Natural language region descriptions:
== Segment start ==
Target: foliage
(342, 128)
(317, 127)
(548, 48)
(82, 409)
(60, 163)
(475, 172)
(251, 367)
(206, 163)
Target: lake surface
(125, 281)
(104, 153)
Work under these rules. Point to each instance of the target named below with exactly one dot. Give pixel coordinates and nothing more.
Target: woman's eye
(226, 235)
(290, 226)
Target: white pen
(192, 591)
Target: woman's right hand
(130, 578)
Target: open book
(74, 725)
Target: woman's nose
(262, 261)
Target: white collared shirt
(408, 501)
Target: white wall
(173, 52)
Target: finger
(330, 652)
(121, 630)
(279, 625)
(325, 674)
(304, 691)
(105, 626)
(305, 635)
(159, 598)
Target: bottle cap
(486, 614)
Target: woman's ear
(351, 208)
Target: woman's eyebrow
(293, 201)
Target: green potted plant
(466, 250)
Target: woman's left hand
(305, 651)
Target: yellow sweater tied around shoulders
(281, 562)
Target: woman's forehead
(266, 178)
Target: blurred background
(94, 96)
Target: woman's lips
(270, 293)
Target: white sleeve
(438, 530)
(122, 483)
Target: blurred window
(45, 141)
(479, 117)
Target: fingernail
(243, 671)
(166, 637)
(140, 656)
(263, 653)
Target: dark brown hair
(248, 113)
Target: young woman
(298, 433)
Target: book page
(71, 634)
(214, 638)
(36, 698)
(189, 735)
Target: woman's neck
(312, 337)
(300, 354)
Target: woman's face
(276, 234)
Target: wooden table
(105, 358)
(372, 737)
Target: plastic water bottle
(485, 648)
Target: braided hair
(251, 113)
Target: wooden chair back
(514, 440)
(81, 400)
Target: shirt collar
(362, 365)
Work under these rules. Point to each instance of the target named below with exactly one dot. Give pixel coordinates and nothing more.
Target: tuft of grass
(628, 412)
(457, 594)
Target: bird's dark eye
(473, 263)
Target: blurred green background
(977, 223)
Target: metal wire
== Segment end ==
TASK PROMPT: Reproduce exactly the lines from the one containing "Target: blurred window" through the last line of the records, both included, and nothing else.

FINISHED EXERCISE:
Target: blurred window
(45, 141)
(479, 117)
Target: fingernail
(243, 671)
(166, 637)
(140, 656)
(263, 653)
Target: dark brown hair
(248, 113)
Target: young woman
(298, 433)
Target: book page
(71, 634)
(214, 638)
(36, 698)
(189, 735)
Target: woman's neck
(312, 337)
(300, 354)
Target: woman's face
(276, 234)
Target: wooden table
(105, 358)
(372, 737)
Target: plastic water bottle
(485, 648)
Target: braided hair
(251, 113)
Target: wooden chair back
(514, 440)
(81, 400)
Target: shirt collar
(362, 365)
Work under these rules. Point to each instance of the target named below with exactly one dot. Give pixel coordinates and nothing more.
Target: tuft of grass
(628, 412)
(457, 594)
Target: bird's dark eye
(473, 263)
Target: blurred green background
(977, 223)
Target: metal wire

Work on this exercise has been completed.